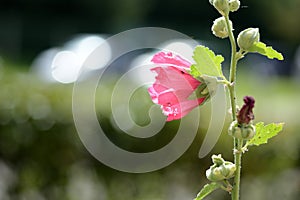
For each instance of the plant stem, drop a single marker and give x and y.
(237, 143)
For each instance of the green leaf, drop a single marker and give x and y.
(207, 189)
(265, 132)
(207, 63)
(262, 49)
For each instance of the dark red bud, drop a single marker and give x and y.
(245, 115)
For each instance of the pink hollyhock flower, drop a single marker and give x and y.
(173, 86)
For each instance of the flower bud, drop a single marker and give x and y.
(234, 5)
(247, 38)
(221, 5)
(219, 28)
(241, 131)
(220, 170)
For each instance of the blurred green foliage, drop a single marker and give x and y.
(42, 157)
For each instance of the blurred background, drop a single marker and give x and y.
(41, 155)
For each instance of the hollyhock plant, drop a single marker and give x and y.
(174, 85)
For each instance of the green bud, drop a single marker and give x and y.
(241, 131)
(219, 28)
(221, 5)
(220, 170)
(247, 38)
(234, 5)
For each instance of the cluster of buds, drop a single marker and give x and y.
(225, 6)
(247, 38)
(242, 128)
(220, 170)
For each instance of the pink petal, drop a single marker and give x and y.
(172, 77)
(170, 58)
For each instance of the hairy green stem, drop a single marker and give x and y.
(237, 143)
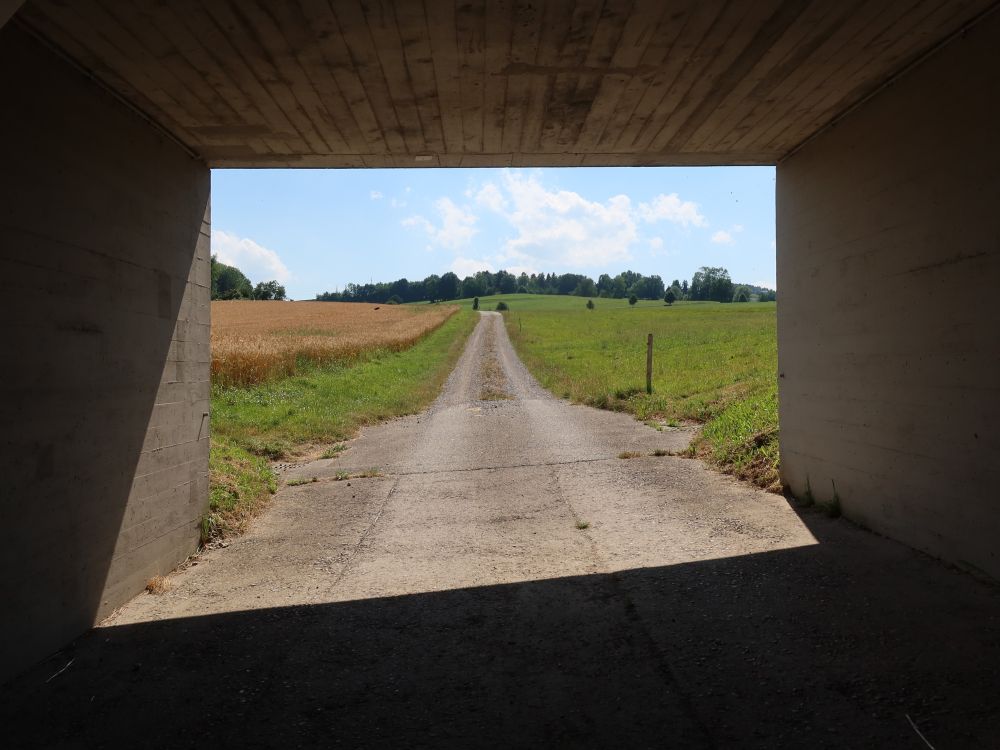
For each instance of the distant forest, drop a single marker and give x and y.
(708, 284)
(229, 282)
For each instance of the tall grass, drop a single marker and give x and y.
(256, 342)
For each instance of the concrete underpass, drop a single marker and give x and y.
(880, 117)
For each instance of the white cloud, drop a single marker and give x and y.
(457, 226)
(549, 228)
(558, 228)
(671, 208)
(256, 261)
(491, 197)
(469, 267)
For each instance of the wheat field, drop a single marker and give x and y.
(253, 341)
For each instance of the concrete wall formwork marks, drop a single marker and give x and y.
(888, 345)
(104, 243)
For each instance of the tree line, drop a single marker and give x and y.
(708, 284)
(229, 282)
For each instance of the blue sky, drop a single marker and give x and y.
(317, 230)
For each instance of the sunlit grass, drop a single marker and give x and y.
(714, 364)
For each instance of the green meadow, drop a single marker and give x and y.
(714, 364)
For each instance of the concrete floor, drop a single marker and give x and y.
(454, 601)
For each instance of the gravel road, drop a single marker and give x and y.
(509, 581)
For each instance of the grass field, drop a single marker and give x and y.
(715, 364)
(409, 354)
(253, 342)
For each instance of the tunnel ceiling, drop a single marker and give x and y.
(349, 84)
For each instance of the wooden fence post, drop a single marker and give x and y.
(649, 363)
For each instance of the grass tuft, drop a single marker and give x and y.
(241, 484)
(334, 451)
(159, 585)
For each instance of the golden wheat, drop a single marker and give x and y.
(257, 341)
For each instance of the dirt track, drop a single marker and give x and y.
(454, 601)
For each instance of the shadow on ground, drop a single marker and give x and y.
(797, 648)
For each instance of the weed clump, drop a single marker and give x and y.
(158, 585)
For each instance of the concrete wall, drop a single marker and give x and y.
(104, 386)
(889, 286)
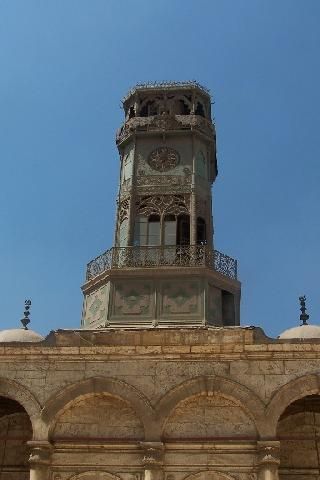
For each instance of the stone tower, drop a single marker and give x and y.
(163, 269)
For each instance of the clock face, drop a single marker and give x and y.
(163, 159)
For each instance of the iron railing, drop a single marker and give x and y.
(162, 256)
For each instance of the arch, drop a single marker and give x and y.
(298, 388)
(240, 394)
(100, 385)
(209, 475)
(19, 393)
(94, 475)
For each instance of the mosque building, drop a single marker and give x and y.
(161, 382)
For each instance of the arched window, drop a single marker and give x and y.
(199, 110)
(147, 230)
(123, 233)
(201, 231)
(166, 230)
(183, 230)
(183, 108)
(170, 230)
(154, 230)
(201, 165)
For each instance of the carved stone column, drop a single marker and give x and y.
(152, 460)
(39, 460)
(268, 460)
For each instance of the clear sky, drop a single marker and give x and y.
(66, 64)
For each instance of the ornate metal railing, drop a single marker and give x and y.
(167, 256)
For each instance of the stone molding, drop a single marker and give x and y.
(287, 394)
(40, 453)
(268, 452)
(152, 455)
(252, 405)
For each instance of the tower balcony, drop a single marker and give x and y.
(162, 256)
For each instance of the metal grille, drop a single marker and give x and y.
(166, 256)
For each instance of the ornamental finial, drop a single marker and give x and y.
(25, 320)
(304, 316)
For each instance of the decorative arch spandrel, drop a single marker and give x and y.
(15, 391)
(97, 417)
(209, 475)
(100, 385)
(294, 390)
(94, 475)
(232, 391)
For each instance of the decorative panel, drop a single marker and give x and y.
(133, 298)
(181, 298)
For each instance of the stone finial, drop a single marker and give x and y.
(25, 320)
(304, 317)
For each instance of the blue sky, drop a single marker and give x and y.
(66, 64)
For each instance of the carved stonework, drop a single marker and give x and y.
(40, 454)
(163, 204)
(163, 159)
(152, 454)
(95, 307)
(132, 299)
(165, 123)
(201, 206)
(268, 453)
(124, 210)
(170, 180)
(180, 299)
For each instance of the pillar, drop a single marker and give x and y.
(39, 460)
(268, 460)
(152, 460)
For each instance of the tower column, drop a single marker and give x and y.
(268, 460)
(193, 217)
(153, 460)
(39, 460)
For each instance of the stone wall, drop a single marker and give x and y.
(198, 403)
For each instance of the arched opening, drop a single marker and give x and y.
(150, 108)
(15, 432)
(131, 112)
(183, 230)
(298, 432)
(97, 418)
(201, 231)
(183, 108)
(199, 110)
(211, 417)
(165, 230)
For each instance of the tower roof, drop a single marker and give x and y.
(166, 85)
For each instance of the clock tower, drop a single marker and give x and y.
(163, 270)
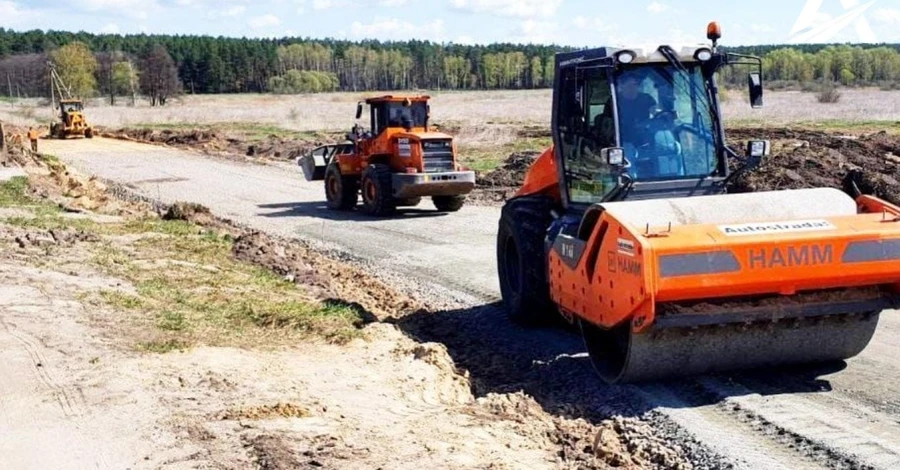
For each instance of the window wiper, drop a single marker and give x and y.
(622, 188)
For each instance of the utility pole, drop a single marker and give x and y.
(131, 79)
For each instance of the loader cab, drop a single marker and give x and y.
(69, 107)
(395, 113)
(640, 123)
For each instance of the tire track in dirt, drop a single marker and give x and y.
(503, 359)
(723, 432)
(845, 439)
(71, 404)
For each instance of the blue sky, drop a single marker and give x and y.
(568, 22)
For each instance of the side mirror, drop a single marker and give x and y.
(755, 83)
(758, 148)
(614, 156)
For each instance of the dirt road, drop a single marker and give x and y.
(779, 419)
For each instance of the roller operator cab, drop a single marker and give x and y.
(395, 162)
(623, 227)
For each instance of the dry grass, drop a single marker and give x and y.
(314, 112)
(856, 106)
(481, 117)
(182, 286)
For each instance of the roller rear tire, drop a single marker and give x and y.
(521, 261)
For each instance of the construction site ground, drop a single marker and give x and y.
(437, 377)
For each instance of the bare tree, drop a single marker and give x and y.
(25, 75)
(159, 76)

____

= Exercise objective =
Each record above needs to be copied exactly, with images left out.

= Written reply =
For each instance of the plant stem, drop a single marker and give x and y.
(237, 143)
For each instance of the green leaf, drop a single marker and give x and y.
(207, 189)
(265, 132)
(207, 63)
(262, 49)
For each instance of the dark red bud, drop a single marker and give x and y.
(245, 115)
For each instance of the pink hollyhock flower, drop a single marker and give x and y.
(173, 86)
For each instance of the flower bud, drop a single marker and give x and y.
(234, 5)
(247, 38)
(221, 5)
(219, 28)
(241, 131)
(220, 170)
For each instance of the blurred green foliage, drop a single marker and give x and y.
(42, 157)
For each instance of the blurred background, drop a single marker and give x and y.
(41, 155)
For each instance of the hollyhock plant, drop a single marker and give x and y.
(174, 85)
For each instance of the green bud, drop a single marker and give x and y.
(241, 131)
(219, 28)
(221, 5)
(220, 170)
(247, 38)
(234, 5)
For each instance of the cluster of buds, drop a single marker and give x and y.
(225, 6)
(247, 38)
(242, 128)
(220, 170)
For each instance of the pink petal, drop a single marker and give x and y.
(172, 77)
(170, 58)
For each instance of the hairy green stem, drop a single marker and give x and y.
(237, 143)
For each instance of the distant forest, drop a single marker and give x and y.
(708, 284)
(229, 282)
For each instance of the tall grass, drop a single marker and give x and y.
(256, 342)
For each instance of the concrete underpass, drop a single marker and give x and y.
(880, 117)
For each instance of the white cloud, drop a single marker and give x and y.
(457, 226)
(549, 228)
(558, 228)
(671, 208)
(256, 261)
(491, 197)
(469, 267)
For each instance of the wheat field, drop a single marker and give x and y.
(253, 341)
For each instance of the concrete wall formwork marks, drop a single marker and give x and y.
(888, 345)
(104, 243)
For each instance of the tree line, drop a single marker and give x and y.
(708, 284)
(229, 282)
For each instance of the blue sky, drop a single marker and give x and y.
(317, 230)
For each instance of the sunlit grass, drop a single marker and give x and y.
(714, 364)
For each instance of the green meadow, drop a single marker and give x and y.
(714, 364)
For each instance of the concrete floor, drop a single marker and give x and y.
(454, 601)
For each instance of the gravel road, drop a single marker and give x and y.
(509, 581)
For each instance of the grass field, drop a single marker and give x and y.
(715, 364)
(409, 354)
(253, 342)
For each instance of the tunnel ceiling, drop a single marker and give x and y.
(349, 84)
For each instance of the wooden fence post, drop a single marker and give x and y.
(649, 363)
For each instance of the grass tuft, drop a single marker and give x and y.
(241, 484)
(334, 451)
(159, 585)
For each instance of the golden wheat, drop a single marker and give x and y.
(257, 341)
For each instance of the dirt track, drop a single marker and give x and y.
(454, 601)
For each instance of the shadow on ground, drop a single marker and give x and y.
(797, 648)
For each instance of the weed clump, drop a single marker and give x and y.
(158, 585)
For each instance of the concrete wall, drop a single marker and give x and y.
(104, 386)
(889, 286)
For each instance of the stone tower, drop a single marker and give x and y.
(163, 269)
For each instance of the clock face, drop a single marker and give x and y.
(163, 159)
For each instance of the iron railing, drop a single marker and give x and y.
(162, 256)
For each instance of the arch, drop a single marker and give x and y.
(298, 388)
(240, 394)
(100, 385)
(209, 475)
(19, 393)
(94, 475)
For each instance of the mosque building, drop a single marker and give x and y.
(161, 382)
For each instance of the arched window, drop a single marker and give x and y.
(199, 110)
(147, 230)
(123, 233)
(201, 231)
(166, 230)
(183, 230)
(183, 108)
(170, 230)
(154, 230)
(201, 165)
For each instance of the carved stone column, drop a single marker and give x and y.
(152, 460)
(39, 460)
(268, 460)
For each instance of the clear sky, drop a single marker and give x and y.
(66, 64)
For each instance of the ornate metal railing, drop a single marker and give x and y.
(167, 256)
For each instance of the stone molding, drop a single marker and give x and y.
(287, 394)
(40, 453)
(268, 452)
(152, 455)
(252, 405)
For each instance of the tower balcony, drop a single marker and give x and y.
(162, 256)
For each instance of the metal grille, drop a single marker and give x and y.
(166, 256)
For each instance of the ornamental finial, drop a single marker and give x and y.
(25, 320)
(304, 316)
For each instance of the decorative arch spandrel, drop a single marker and give x and y.
(15, 391)
(97, 417)
(209, 475)
(100, 385)
(294, 390)
(94, 475)
(232, 391)
For each instance of the decorative panel, drop a single marker and give x and y.
(133, 298)
(181, 298)
For each instance of the stone finial, drop a single marker and give x and y.
(25, 320)
(304, 317)
For each instance of the blue sky, drop a single marker and give x and y.
(66, 64)
For each instance of the carved stonework, drop a single marker and give x and y.
(40, 454)
(163, 204)
(163, 159)
(152, 454)
(95, 307)
(132, 299)
(165, 123)
(201, 206)
(268, 453)
(124, 210)
(170, 180)
(180, 299)
For each instance of the pillar, drop a single marker and give x and y.
(39, 460)
(268, 460)
(152, 460)
For each instance of the tower column, drop a single marker and give x and y.
(268, 460)
(193, 217)
(153, 460)
(39, 460)
For each instance of the stone wall, drop a single marker and give x and y.
(198, 403)
For each instance of the arched opening, drop a single marker and give x and y.
(150, 108)
(15, 432)
(131, 112)
(183, 230)
(298, 432)
(97, 418)
(201, 231)
(183, 108)
(199, 110)
(211, 417)
(165, 230)
For each instance of the tower roof, drop a single marker and give x and y.
(166, 85)
For each instance of the clock tower, drop a single marker and give x and y.
(163, 270)
For each instance of the window wiper, drop a single marker and give x and y.
(622, 188)
For each instance of the utility pole, drop a single marker and give x and y.
(131, 79)
For each instance of the loader cab, drop a single marker and give x and y.
(69, 107)
(395, 113)
(640, 123)
For each instance of the tire track in dirt, drop a single marker and give x and y.
(503, 359)
(723, 432)
(845, 439)
(71, 404)
For each instance of the blue sky, drop a single marker and give x and y.
(568, 22)
For each instance of the side mirror, drop a single marker and give x and y.
(755, 83)
(758, 148)
(614, 156)
For each instance of the dirt road, drop a single marker and give x and y.
(779, 419)
For each instance of the roller operator cab, drop a single marker and give x and y.
(395, 162)
(623, 227)
For each instance of the dry grass, drop a single marker and give x and y.
(314, 112)
(856, 106)
(481, 117)
(182, 286)
For each instance of the roller rear tire, drop a single marker and give x and y.
(521, 261)
For each instance of the construction site ground, drop a single marker and give x and y.
(437, 377)
For each instance of the bare tree, drop a single marker and give x and y.
(25, 75)
(159, 76)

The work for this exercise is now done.